TASK: Echo the lines from the line with "like x=133, y=315." to the line with "x=334, y=98", both included, reproducing each one without any change.
+--
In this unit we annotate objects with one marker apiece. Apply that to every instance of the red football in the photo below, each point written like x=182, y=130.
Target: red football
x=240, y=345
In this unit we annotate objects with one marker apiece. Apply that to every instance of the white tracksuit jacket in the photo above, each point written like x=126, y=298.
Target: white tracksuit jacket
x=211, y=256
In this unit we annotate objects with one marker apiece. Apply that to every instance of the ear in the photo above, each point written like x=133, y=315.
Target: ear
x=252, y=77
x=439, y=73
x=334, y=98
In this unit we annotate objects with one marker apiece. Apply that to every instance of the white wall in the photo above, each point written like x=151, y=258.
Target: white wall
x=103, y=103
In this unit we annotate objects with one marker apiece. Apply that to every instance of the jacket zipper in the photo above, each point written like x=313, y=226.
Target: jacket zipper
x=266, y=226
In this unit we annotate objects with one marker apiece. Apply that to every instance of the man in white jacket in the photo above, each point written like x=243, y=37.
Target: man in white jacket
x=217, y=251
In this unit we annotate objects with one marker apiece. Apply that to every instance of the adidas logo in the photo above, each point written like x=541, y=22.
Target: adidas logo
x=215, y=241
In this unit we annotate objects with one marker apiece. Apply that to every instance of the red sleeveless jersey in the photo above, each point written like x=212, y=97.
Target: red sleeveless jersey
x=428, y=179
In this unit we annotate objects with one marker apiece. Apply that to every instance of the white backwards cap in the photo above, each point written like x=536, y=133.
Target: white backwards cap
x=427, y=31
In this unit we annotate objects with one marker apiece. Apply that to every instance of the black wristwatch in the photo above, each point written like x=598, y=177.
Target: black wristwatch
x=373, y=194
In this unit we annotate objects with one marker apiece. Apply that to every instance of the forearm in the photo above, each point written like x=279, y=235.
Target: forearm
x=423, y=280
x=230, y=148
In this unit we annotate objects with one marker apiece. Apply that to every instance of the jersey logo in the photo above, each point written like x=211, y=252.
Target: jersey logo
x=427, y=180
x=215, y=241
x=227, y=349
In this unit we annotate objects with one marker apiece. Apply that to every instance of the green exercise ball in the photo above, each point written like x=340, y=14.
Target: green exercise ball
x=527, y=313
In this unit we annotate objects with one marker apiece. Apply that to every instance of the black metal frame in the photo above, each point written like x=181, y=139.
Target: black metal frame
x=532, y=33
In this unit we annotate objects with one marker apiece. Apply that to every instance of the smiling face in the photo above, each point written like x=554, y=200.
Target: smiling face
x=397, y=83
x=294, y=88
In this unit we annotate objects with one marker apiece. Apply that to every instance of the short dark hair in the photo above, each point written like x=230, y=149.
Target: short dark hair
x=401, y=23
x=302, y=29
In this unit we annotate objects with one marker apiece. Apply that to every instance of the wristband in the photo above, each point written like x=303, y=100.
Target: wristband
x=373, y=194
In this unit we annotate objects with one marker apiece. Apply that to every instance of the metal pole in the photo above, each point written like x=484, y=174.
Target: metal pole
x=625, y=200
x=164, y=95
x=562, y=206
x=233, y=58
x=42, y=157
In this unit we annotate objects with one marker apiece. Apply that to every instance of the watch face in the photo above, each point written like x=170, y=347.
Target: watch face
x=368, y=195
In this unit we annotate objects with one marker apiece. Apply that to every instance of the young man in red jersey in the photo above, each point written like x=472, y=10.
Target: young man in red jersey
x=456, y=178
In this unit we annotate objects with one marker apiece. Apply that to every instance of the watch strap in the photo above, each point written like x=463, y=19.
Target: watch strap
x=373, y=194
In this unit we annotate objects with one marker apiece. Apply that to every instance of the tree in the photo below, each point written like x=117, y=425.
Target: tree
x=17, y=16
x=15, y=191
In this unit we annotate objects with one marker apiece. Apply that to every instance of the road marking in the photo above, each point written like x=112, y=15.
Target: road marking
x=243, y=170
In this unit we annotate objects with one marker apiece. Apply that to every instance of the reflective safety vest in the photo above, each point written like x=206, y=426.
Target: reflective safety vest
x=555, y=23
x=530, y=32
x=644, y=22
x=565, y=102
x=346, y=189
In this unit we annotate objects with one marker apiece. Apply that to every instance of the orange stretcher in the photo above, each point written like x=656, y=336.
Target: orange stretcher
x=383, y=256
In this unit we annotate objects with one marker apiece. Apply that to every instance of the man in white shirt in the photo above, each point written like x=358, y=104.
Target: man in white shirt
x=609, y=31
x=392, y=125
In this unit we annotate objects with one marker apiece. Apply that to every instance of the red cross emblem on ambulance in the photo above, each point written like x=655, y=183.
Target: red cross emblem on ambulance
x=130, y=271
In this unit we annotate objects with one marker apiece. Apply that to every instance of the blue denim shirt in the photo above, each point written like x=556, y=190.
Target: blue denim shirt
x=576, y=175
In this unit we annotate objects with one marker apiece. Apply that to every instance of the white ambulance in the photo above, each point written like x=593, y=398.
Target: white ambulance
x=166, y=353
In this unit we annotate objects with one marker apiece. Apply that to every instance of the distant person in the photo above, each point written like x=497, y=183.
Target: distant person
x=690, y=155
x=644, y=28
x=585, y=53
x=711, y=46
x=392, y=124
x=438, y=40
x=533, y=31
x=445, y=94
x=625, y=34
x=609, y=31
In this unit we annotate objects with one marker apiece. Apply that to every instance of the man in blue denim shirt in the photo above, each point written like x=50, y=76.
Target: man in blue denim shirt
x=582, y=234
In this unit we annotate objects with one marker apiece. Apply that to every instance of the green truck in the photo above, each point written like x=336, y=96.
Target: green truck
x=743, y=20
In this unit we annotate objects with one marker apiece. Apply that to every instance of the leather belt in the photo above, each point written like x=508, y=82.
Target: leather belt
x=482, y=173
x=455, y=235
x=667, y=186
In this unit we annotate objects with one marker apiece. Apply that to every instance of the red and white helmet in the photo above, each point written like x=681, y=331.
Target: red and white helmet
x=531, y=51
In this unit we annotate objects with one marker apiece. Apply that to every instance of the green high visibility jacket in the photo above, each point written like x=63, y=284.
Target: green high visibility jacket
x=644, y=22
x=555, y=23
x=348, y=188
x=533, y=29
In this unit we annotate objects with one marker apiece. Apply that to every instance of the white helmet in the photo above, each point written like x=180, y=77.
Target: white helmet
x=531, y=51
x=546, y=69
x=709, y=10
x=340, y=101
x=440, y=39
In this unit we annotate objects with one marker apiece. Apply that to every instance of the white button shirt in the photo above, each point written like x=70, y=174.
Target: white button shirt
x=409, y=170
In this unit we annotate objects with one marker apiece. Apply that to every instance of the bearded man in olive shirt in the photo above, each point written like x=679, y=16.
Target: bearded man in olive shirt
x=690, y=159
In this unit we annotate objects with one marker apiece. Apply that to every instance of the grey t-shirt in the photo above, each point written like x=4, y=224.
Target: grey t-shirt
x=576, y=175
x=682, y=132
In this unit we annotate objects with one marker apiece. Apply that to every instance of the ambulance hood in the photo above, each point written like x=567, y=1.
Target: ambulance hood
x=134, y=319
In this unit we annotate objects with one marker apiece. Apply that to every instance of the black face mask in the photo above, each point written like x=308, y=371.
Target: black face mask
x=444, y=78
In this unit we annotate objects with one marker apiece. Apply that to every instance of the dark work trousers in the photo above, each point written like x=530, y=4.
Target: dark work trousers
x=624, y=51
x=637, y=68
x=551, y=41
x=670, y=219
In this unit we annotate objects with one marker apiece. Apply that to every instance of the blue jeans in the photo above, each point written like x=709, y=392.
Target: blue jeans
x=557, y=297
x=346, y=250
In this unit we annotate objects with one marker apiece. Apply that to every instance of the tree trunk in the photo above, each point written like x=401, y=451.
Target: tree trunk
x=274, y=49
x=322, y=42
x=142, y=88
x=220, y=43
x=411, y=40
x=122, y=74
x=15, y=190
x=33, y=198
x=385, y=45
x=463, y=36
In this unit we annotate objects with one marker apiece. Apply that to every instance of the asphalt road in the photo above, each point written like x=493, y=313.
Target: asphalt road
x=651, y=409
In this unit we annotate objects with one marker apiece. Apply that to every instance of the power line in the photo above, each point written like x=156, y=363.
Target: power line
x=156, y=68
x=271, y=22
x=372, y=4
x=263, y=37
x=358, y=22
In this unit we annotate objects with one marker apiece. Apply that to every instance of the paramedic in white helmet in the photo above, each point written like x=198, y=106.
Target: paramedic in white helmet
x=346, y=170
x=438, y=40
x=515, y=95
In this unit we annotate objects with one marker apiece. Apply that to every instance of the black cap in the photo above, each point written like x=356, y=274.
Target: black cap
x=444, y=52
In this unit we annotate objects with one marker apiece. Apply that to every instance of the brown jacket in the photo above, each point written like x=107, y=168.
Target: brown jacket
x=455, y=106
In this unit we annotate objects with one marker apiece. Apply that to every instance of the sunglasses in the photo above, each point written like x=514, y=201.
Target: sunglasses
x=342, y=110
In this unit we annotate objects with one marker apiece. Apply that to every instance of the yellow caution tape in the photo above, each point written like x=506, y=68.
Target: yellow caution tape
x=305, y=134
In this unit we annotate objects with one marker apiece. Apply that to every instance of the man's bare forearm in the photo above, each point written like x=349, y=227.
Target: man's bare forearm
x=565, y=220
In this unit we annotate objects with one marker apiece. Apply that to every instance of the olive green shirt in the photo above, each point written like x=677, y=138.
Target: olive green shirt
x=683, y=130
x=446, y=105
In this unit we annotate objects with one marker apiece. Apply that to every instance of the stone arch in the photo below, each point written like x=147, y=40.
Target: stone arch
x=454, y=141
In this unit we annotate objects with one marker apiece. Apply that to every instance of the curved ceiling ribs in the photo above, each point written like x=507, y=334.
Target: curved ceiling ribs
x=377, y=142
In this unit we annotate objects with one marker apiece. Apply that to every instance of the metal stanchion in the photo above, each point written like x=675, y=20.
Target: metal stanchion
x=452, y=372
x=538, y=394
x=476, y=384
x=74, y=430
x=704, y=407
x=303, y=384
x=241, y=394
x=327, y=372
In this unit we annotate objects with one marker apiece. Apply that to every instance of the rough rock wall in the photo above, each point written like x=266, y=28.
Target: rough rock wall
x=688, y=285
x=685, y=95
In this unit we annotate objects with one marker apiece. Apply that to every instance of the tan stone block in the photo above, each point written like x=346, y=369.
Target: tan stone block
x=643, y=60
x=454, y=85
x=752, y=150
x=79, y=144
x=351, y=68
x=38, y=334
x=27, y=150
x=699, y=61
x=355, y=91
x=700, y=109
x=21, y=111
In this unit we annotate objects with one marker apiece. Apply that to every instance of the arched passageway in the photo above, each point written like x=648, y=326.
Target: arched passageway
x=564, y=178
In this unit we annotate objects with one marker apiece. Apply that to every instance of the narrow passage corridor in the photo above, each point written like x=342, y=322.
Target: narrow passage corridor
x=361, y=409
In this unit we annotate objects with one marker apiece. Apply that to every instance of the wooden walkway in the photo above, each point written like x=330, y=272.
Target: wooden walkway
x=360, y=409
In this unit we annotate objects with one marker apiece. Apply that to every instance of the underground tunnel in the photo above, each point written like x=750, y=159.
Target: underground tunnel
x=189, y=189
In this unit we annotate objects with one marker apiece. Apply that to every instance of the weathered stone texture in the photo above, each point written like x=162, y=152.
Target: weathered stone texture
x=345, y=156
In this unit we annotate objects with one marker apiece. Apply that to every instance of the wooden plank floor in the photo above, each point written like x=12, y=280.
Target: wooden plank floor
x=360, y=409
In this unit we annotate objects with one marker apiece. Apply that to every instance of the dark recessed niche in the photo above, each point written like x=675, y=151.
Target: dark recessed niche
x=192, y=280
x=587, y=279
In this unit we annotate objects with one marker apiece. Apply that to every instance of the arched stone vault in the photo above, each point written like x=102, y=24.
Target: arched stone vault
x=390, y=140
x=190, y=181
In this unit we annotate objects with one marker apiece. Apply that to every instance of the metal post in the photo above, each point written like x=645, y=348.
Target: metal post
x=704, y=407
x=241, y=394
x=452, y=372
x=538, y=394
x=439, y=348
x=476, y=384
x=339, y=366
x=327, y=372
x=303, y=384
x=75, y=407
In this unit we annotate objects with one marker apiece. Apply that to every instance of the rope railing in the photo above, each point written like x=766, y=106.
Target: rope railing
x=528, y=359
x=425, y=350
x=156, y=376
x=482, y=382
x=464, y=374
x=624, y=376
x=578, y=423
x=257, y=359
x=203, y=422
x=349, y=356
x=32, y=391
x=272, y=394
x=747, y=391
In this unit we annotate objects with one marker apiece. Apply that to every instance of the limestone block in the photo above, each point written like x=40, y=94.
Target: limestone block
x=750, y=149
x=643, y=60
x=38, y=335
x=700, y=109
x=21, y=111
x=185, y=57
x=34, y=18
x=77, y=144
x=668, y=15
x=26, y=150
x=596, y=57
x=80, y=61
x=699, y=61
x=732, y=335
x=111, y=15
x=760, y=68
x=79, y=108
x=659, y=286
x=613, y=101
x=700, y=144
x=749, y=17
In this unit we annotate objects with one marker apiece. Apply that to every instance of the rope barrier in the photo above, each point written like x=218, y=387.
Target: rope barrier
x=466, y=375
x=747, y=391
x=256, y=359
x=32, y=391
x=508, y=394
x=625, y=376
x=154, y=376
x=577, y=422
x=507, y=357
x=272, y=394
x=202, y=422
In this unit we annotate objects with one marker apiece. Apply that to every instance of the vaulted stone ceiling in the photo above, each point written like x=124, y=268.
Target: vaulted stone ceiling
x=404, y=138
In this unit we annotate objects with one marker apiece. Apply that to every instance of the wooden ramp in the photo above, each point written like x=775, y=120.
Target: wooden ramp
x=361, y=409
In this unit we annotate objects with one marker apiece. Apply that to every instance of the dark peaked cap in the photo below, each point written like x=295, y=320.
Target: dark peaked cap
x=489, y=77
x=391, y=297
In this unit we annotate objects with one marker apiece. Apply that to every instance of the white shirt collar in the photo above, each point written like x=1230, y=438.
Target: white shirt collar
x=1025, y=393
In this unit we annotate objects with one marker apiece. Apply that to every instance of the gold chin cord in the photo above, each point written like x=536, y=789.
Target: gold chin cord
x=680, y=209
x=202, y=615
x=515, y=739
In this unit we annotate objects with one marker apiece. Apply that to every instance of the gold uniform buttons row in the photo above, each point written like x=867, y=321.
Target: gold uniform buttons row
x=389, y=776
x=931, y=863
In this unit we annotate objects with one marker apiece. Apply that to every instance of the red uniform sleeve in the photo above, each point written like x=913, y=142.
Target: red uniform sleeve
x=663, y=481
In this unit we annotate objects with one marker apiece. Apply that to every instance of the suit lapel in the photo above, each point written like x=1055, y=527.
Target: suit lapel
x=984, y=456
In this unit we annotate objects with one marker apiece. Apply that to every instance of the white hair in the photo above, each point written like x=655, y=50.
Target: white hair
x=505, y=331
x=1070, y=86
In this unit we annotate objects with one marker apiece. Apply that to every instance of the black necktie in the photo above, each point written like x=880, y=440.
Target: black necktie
+--
CORRECT RESULT:
In this unit we annotate objects with one marker apiece. Apply that to every instance of the ear in the photo above, each point written like x=133, y=315.
Target: ear
x=252, y=77
x=439, y=73
x=334, y=98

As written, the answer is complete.